Work to be completed →
Transcribe the data. Leave out nothing.

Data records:
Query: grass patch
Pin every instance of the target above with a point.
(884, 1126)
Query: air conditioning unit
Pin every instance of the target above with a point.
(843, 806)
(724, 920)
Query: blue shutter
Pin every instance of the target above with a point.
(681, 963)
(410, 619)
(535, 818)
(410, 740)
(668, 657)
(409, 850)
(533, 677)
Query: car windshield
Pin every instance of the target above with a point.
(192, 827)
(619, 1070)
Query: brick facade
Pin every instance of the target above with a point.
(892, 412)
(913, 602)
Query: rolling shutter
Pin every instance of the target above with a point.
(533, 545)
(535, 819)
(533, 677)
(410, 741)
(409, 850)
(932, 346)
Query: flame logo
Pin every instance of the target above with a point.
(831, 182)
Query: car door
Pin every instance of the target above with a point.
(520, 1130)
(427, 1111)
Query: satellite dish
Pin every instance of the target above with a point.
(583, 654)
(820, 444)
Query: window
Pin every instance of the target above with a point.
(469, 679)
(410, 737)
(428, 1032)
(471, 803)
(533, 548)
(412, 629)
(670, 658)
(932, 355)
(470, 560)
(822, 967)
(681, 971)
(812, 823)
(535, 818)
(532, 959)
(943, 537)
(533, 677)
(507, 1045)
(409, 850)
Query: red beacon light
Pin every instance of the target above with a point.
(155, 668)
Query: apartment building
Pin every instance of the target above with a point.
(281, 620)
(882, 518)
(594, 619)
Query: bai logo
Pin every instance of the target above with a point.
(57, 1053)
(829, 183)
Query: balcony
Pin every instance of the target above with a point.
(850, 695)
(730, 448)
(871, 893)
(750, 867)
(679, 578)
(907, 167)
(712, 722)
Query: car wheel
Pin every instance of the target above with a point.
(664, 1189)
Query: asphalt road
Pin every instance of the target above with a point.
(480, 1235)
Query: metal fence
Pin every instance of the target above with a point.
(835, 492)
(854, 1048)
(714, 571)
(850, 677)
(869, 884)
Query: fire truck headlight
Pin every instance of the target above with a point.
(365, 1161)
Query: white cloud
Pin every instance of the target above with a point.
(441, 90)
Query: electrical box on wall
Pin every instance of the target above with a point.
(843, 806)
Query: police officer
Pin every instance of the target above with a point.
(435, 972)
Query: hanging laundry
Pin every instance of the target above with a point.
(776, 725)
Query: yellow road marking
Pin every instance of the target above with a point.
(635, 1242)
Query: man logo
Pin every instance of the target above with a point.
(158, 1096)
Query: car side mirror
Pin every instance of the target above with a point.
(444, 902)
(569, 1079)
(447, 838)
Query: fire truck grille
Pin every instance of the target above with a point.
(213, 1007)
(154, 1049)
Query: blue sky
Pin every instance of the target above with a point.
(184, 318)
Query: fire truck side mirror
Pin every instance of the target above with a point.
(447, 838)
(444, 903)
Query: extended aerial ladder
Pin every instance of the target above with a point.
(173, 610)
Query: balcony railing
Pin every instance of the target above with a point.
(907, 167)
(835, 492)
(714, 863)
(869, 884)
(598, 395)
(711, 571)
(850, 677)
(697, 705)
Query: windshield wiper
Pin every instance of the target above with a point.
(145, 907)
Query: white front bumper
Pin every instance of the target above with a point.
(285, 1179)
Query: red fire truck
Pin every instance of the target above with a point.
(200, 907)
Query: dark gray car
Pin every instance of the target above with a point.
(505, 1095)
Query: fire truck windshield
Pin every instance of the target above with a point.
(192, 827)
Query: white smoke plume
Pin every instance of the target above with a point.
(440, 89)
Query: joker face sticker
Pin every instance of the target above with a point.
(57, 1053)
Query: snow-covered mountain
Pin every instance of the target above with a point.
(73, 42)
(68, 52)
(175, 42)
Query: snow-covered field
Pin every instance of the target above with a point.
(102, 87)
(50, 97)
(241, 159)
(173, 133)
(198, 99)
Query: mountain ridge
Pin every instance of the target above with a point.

Solution for this exercise →
Query: grass patch
Pin every instance of the target above with a point.
(884, 1126)
Query: air conditioning unit
Pin every instance of the target above with a point.
(843, 806)
(724, 920)
Query: blue shutter
Pin every instance of the target above with a point.
(681, 963)
(410, 619)
(535, 818)
(410, 740)
(668, 657)
(409, 850)
(533, 677)
Query: car windshield
Pin every instance of the target above with a point.
(192, 827)
(619, 1070)
Query: brick facade
Pin every instance of the target above with a point.
(892, 412)
(913, 602)
Query: rolling shutter
Pin every instance of the target above with a point.
(533, 545)
(535, 819)
(533, 677)
(410, 741)
(409, 850)
(932, 346)
Query: flame logo
Pin every instance of the target above with a point.
(831, 182)
Query: car door
Pin every instance of the target above with a point.
(520, 1130)
(427, 1111)
Query: satellite dish
Pin every instance of the target above with a point.
(583, 654)
(820, 444)
Query: window
Pin every instance of the target above with a point.
(469, 679)
(410, 737)
(428, 1032)
(471, 803)
(533, 548)
(412, 629)
(670, 658)
(932, 355)
(470, 560)
(822, 967)
(681, 971)
(812, 823)
(535, 818)
(532, 959)
(943, 537)
(533, 677)
(507, 1045)
(409, 850)
Query: red beacon light
Pin every instance of the target above with a point.
(155, 668)
Query: apartment building
Pin every instance of the target above with a point.
(281, 620)
(882, 518)
(594, 619)
Query: bai logo
Pin every instance of the target above with a point.
(57, 1053)
(829, 183)
Query: balcony
Pin every instance of the target above with a point.
(850, 695)
(730, 448)
(871, 893)
(750, 867)
(679, 578)
(907, 167)
(712, 722)
Query: car wheel
Pin every instance of the target above with a point.
(664, 1189)
Query: asphalt road
Pin every instance of the target above with a point.
(480, 1235)
Query: metal fence
Pin every instance of the target above with a point.
(835, 492)
(854, 1048)
(714, 571)
(850, 677)
(869, 884)
Query: fire truck headlight
Pin every instance of the target above with a point.
(365, 1161)
Query: white cloud
Pin every instance of the target above with a point.
(441, 90)
Query: electrical box on wall
Pin every instance of the target above with a point.
(843, 806)
Query: police officer
Pin every instance of the target above with a point.
(435, 972)
Query: hanging laundry
Pin every instance of the target above with a point.
(776, 725)
Query: yellow road marking
Pin every instance of the target above with a point.
(635, 1242)
Query: man logo
Pin every instance of the target above with a point.
(158, 1096)
Query: car side mirror
Pin every instance of the target above with a point.
(444, 902)
(569, 1079)
(447, 838)
Query: fire truck grille
Pin every instance of the target above with a point.
(213, 1007)
(154, 1049)
Query: blue sky
Pin every instance of the target above with a point.
(184, 318)
Query: fire truck side mirror
Pin every instance of the target above with a point.
(447, 838)
(444, 903)
Query: extended aerial ladder
Pin every instance of the target above with a point.
(173, 610)
Query: balcony railing
Pin every instance of the target above with a point.
(907, 167)
(835, 492)
(714, 863)
(869, 884)
(598, 395)
(711, 571)
(850, 677)
(697, 705)
Query: windshield wiper
Pin every instance of the target above with a point.
(145, 907)
Query: white front bumper
Pin every instance of the target above with a point.
(285, 1179)
Query: red fire truck
Pin every instance of the target above with a point.
(200, 907)
Query: dark gray car
Pin every instance of the target above with a point.
(505, 1095)
Query: fire truck windshield
Pin every instance of the target above with a point.
(192, 827)
Query: white smoke plume
Pin every instance of the target above with a point.
(440, 89)
Query: joker face sticker
Pin every instance of the target above with a point.
(57, 1053)
Query: snow-covered mountain
Pin every instance of the target above with a point.
(73, 42)
(68, 52)
(175, 42)
Query: snow-covered field
Pin every instance of the target above with a point.
(102, 87)
(50, 97)
(241, 159)
(173, 133)
(198, 99)
Query: mountain ridge
Pin every instance of the target above with a point.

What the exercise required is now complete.